(Part of a data file)
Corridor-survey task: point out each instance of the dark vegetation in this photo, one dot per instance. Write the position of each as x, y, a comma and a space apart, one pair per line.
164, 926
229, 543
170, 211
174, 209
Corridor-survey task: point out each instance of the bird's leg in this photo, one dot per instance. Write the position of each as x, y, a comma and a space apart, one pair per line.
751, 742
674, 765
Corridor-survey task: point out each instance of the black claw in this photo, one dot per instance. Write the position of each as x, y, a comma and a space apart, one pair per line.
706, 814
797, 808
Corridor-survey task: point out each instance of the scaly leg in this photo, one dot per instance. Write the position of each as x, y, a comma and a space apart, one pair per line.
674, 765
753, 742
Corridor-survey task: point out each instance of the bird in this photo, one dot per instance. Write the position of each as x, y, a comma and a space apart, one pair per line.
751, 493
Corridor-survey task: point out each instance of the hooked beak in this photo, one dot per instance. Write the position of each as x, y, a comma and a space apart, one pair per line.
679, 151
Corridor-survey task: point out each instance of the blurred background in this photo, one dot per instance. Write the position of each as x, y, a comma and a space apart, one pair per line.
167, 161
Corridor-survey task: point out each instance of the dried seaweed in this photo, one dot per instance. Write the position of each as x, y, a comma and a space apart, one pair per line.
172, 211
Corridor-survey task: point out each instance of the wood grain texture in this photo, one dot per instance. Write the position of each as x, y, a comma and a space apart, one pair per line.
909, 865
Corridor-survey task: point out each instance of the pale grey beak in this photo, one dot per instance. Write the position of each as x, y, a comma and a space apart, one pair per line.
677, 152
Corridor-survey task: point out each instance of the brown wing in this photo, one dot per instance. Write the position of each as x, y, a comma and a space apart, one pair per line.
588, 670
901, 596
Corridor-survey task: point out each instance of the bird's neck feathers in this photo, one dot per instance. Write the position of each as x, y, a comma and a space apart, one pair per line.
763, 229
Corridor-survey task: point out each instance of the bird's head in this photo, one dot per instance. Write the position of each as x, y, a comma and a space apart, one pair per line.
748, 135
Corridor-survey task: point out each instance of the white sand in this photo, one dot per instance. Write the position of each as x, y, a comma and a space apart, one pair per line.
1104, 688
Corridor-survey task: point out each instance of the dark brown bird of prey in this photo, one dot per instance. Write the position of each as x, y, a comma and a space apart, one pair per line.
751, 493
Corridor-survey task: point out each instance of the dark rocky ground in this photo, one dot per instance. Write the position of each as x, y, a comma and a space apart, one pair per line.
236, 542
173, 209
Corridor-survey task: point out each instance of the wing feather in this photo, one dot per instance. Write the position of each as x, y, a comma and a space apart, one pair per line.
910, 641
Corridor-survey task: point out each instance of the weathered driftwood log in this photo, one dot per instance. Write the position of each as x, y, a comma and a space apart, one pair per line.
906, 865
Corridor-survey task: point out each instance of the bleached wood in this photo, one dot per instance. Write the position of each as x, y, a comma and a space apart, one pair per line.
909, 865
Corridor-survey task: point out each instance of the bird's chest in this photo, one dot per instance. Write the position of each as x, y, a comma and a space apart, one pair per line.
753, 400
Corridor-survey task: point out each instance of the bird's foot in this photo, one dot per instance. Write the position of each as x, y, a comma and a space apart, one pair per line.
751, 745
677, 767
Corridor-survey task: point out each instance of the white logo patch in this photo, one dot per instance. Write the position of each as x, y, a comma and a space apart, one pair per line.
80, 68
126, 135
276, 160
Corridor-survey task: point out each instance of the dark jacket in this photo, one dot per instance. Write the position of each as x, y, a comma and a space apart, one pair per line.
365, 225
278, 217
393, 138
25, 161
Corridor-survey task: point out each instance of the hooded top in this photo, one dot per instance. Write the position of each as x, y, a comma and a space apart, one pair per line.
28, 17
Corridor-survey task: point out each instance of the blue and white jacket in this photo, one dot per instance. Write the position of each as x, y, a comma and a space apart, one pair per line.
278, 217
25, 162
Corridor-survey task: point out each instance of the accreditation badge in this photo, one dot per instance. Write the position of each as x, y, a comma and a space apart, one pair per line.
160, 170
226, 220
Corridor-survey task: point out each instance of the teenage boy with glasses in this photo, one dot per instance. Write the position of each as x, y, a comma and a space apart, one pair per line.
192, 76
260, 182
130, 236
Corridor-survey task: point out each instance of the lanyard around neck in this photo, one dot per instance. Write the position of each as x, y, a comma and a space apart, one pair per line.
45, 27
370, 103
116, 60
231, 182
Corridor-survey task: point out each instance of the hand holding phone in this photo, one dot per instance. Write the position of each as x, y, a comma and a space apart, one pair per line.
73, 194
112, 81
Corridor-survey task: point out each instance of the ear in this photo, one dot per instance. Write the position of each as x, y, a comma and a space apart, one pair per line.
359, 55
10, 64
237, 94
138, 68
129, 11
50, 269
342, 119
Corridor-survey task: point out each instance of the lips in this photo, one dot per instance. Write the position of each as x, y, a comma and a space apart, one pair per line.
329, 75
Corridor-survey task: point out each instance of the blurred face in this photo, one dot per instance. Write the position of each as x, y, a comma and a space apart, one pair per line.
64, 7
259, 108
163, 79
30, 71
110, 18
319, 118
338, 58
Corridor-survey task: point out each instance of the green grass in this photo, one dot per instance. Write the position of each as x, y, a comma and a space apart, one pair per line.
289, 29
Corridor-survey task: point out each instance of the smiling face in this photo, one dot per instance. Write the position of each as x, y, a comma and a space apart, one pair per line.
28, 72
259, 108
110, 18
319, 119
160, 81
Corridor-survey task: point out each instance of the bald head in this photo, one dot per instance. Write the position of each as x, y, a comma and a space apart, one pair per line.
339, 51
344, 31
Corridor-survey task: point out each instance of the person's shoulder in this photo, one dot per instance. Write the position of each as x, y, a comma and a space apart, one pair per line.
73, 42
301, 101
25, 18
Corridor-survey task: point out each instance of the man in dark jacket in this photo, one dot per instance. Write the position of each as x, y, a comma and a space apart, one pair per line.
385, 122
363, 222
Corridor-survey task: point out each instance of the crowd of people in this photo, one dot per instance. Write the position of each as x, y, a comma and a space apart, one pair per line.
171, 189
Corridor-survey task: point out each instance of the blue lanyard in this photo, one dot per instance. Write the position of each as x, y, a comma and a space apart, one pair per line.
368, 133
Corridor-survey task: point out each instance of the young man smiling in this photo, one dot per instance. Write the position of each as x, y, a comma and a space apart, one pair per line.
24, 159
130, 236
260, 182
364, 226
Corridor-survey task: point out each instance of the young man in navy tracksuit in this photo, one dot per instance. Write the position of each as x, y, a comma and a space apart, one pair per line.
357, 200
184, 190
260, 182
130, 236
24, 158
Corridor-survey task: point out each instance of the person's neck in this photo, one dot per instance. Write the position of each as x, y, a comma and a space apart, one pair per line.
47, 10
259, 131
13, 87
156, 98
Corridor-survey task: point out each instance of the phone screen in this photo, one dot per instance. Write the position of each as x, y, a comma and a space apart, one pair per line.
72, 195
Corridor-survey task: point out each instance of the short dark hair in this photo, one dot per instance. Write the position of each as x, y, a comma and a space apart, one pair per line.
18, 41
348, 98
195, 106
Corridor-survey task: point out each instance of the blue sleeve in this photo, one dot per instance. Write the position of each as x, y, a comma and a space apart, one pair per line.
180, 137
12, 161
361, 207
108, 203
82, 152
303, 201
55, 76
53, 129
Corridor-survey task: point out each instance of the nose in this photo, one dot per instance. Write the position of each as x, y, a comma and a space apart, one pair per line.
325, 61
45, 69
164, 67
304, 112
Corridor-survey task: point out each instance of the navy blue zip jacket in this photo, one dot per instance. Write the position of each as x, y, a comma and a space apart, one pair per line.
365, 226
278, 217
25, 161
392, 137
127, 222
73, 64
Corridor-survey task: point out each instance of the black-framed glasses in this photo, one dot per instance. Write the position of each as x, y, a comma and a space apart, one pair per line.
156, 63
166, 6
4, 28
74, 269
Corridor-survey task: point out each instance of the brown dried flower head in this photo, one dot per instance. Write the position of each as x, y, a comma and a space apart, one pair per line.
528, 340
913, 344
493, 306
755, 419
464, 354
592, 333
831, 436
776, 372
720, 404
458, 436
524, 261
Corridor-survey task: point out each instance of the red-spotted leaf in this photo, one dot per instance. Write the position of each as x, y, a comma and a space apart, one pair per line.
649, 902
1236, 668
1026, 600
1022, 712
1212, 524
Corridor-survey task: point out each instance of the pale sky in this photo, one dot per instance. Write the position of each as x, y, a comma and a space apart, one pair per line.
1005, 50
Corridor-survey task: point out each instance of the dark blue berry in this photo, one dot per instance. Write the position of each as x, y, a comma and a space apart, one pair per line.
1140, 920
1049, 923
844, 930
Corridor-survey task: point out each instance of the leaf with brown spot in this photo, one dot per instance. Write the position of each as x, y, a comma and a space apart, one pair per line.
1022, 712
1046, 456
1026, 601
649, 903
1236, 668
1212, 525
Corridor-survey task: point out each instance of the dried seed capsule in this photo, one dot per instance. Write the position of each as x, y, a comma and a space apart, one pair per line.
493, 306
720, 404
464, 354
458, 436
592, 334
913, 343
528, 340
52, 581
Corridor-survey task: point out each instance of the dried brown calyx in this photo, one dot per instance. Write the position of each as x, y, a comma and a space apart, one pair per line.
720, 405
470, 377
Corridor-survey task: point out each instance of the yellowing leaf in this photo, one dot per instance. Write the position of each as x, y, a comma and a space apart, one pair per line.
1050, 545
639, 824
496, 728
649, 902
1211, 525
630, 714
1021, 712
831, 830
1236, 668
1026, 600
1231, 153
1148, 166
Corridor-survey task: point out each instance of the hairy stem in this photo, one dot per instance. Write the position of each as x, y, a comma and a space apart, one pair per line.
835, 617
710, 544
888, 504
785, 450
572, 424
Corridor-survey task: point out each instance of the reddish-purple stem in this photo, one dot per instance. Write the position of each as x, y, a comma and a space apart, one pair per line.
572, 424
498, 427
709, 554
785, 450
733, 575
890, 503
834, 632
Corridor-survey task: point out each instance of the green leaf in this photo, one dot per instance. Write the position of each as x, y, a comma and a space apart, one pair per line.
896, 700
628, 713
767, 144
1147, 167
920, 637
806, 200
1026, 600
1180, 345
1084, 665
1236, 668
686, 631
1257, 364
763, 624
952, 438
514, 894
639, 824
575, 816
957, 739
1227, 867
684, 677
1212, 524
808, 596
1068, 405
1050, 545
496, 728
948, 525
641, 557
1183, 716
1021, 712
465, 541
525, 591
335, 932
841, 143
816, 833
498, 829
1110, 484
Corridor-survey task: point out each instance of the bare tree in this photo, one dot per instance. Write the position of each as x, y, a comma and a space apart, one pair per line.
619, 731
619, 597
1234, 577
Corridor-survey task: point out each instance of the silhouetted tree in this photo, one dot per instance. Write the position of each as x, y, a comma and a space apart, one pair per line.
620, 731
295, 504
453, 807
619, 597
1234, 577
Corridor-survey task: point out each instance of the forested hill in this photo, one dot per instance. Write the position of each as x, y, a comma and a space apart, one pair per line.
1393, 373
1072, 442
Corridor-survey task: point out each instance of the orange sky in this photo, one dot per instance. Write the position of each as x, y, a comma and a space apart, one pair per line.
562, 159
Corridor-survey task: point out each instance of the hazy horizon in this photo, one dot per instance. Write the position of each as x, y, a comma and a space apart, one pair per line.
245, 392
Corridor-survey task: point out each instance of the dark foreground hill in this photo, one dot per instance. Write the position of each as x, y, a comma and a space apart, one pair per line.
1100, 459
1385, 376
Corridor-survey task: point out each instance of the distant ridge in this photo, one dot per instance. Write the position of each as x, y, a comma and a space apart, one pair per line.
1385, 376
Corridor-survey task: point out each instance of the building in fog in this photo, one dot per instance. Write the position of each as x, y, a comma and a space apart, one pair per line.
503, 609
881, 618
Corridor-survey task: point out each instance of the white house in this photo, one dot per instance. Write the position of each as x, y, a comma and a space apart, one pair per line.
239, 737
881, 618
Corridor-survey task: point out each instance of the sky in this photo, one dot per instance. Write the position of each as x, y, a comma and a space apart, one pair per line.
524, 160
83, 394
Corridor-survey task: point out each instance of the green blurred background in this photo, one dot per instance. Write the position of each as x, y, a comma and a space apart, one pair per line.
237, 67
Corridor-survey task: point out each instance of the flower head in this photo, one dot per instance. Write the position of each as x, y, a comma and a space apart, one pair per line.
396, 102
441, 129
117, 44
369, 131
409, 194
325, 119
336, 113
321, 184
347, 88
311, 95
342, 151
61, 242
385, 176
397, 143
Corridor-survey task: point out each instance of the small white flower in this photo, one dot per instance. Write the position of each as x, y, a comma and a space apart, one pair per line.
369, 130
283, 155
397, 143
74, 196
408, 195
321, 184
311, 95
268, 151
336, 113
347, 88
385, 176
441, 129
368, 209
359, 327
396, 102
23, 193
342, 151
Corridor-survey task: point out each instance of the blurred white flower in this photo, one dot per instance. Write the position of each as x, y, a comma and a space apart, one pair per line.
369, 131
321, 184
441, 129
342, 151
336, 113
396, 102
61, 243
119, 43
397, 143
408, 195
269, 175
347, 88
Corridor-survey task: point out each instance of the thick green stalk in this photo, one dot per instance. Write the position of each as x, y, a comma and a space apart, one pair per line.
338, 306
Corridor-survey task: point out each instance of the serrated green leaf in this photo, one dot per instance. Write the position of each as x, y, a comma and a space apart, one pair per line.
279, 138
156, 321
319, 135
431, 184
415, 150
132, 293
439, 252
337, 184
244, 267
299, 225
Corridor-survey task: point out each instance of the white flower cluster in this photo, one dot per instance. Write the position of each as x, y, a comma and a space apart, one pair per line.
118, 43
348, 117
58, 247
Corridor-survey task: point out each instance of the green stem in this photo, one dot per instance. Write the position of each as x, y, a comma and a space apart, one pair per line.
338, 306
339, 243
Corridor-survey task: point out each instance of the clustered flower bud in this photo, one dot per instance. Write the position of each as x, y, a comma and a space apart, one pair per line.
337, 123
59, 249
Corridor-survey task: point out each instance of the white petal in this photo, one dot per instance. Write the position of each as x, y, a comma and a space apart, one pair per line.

▸ **Stated goal**: Reproduce the material word for word, starting at the line that contains "Corridor-survey task: point out each instance of the clustered" and ending at the final line of the material, with both of those lines included.

▸ **Expected answer**:
Corridor-survey task: point out each instance of the clustered flower bud in this photo, one dot per instance. Write the position of each as x, y, a comma and a space apart, one pair per line.
337, 123
59, 249
Corridor-survey task: point out each instance of the white petal in this photo, one dot per instance. Write the position of each as x, y, a comma and a space apart, one pair per line.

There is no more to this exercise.